- _REQUIRED ACTION_
Set down the entries below exactly, leaving out all images.

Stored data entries
================================

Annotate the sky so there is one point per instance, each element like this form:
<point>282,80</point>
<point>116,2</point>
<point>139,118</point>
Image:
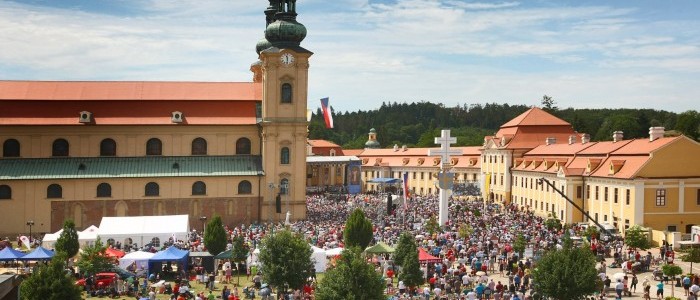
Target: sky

================================

- _OUTPUT BELOW_
Annotate the sky so there is one point per instance, each element like this form:
<point>282,80</point>
<point>116,2</point>
<point>139,118</point>
Image:
Target: sky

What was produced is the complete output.